Work instructions :: Could you print each of the records below exactly?

Source material ::
----

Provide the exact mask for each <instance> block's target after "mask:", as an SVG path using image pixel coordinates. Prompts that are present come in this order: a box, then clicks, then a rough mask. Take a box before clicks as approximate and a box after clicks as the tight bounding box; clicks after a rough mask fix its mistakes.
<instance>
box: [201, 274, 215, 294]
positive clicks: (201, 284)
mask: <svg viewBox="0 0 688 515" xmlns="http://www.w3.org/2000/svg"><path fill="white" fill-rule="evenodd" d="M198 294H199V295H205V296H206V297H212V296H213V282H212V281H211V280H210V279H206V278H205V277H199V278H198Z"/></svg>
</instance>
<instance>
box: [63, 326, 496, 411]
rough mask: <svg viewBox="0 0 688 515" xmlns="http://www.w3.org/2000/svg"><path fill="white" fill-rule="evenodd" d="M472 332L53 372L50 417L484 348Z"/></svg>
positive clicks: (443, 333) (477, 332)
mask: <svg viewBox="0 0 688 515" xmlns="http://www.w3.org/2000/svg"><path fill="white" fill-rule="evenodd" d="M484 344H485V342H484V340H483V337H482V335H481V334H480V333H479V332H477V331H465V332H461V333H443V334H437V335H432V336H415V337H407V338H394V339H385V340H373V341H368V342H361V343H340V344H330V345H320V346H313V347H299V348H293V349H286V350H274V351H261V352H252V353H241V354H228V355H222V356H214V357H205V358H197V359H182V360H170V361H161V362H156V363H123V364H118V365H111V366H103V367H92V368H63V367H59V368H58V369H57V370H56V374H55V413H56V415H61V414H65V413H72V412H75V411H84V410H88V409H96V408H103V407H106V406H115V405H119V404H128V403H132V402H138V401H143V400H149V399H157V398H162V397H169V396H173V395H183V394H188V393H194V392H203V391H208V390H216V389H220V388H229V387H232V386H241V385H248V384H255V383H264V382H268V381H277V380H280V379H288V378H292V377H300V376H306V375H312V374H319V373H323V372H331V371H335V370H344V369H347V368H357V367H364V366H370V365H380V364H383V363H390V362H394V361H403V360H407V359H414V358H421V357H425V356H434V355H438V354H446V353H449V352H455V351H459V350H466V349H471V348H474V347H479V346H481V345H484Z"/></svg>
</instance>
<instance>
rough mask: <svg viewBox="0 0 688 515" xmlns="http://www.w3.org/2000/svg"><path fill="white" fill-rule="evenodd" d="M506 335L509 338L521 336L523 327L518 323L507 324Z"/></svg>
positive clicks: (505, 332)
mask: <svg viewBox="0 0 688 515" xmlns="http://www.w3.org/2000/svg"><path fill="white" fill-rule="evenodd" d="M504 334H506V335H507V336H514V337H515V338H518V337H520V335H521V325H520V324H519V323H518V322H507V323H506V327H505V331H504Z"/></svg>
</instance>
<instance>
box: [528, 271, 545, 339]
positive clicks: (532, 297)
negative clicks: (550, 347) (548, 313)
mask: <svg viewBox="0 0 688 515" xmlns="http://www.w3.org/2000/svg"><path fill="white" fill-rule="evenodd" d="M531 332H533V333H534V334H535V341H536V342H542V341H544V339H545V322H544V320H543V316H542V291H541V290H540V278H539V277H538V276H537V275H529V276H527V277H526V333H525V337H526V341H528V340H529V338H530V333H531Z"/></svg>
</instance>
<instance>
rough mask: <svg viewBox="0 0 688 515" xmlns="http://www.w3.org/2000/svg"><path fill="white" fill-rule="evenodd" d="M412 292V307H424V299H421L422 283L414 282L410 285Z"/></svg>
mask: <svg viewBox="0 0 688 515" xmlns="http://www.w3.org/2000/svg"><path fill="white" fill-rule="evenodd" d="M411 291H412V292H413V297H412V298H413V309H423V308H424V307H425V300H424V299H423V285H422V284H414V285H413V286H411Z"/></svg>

----

Exercise output ::
Provide the exact mask for each <instance> block's target after "mask:", as an SVG path using image pixel coordinates. Prompts that are present come in this order: a box, then clicks, then a rough mask. Take a box before clicks as approximate and a box after clicks as the tight bounding box; clicks after a rough mask fix its mistakes.
<instance>
box: [201, 274, 215, 294]
positive clicks: (201, 284)
mask: <svg viewBox="0 0 688 515" xmlns="http://www.w3.org/2000/svg"><path fill="white" fill-rule="evenodd" d="M198 294H199V295H205V296H206V297H212V296H213V282H212V281H211V280H210V279H206V278H205V277H199V278H198Z"/></svg>
</instance>
<instance>
box: [63, 326, 496, 411]
rough mask: <svg viewBox="0 0 688 515" xmlns="http://www.w3.org/2000/svg"><path fill="white" fill-rule="evenodd" d="M472 332L53 372L50 417L484 348Z"/></svg>
positive clicks: (443, 333) (477, 332)
mask: <svg viewBox="0 0 688 515" xmlns="http://www.w3.org/2000/svg"><path fill="white" fill-rule="evenodd" d="M484 344H485V342H484V340H483V337H482V335H481V334H480V333H479V332H477V331H465V332H461V333H443V334H437V335H432V336H415V337H407V338H394V339H385V340H373V341H368V342H361V343H340V344H330V345H320V346H313V347H299V348H293V349H286V350H274V351H261V352H252V353H241V354H228V355H222V356H214V357H205V358H197V359H182V360H170V361H161V362H156V363H123V364H118V365H111V366H103V367H92V368H63V367H59V368H58V369H57V370H56V374H55V413H56V415H61V414H65V413H72V412H75V411H84V410H88V409H96V408H103V407H106V406H115V405H119V404H128V403H132V402H138V401H143V400H149V399H157V398H162V397H169V396H173V395H183V394H188V393H194V392H203V391H208V390H216V389H220V388H229V387H232V386H241V385H248V384H255V383H264V382H268V381H277V380H280V379H288V378H292V377H300V376H306V375H312V374H319V373H323V372H331V371H335V370H344V369H347V368H357V367H364V366H370V365H380V364H383V363H390V362H394V361H403V360H407V359H414V358H421V357H425V356H434V355H438V354H446V353H449V352H455V351H459V350H466V349H471V348H474V347H479V346H481V345H484Z"/></svg>
</instance>
<instance>
rough mask: <svg viewBox="0 0 688 515" xmlns="http://www.w3.org/2000/svg"><path fill="white" fill-rule="evenodd" d="M506 335L509 338L521 336L523 327L518 323L507 324Z"/></svg>
positive clicks: (505, 332)
mask: <svg viewBox="0 0 688 515" xmlns="http://www.w3.org/2000/svg"><path fill="white" fill-rule="evenodd" d="M504 334H506V335H507V336H514V337H515V338H518V337H520V335H521V325H520V324H519V323H518V322H507V323H506V327H505V331H504Z"/></svg>
</instance>
<instance>
box: [528, 271, 545, 339]
positive clicks: (532, 297)
negative clicks: (550, 347) (548, 313)
mask: <svg viewBox="0 0 688 515" xmlns="http://www.w3.org/2000/svg"><path fill="white" fill-rule="evenodd" d="M531 332H533V333H534V334H535V341H536V342H542V341H544V339H545V322H544V320H543V316H542V291H541V290H540V278H539V277H538V276H537V275H529V276H527V277H526V333H525V337H526V341H528V340H529V338H530V333H531Z"/></svg>
</instance>
<instance>
rough mask: <svg viewBox="0 0 688 515" xmlns="http://www.w3.org/2000/svg"><path fill="white" fill-rule="evenodd" d="M412 292V307H424V299H421L422 283L414 282L410 285Z"/></svg>
mask: <svg viewBox="0 0 688 515" xmlns="http://www.w3.org/2000/svg"><path fill="white" fill-rule="evenodd" d="M411 291H412V292H413V297H412V298H413V309H423V308H424V307H425V300H424V299H423V285H422V284H414V285H413V286H411Z"/></svg>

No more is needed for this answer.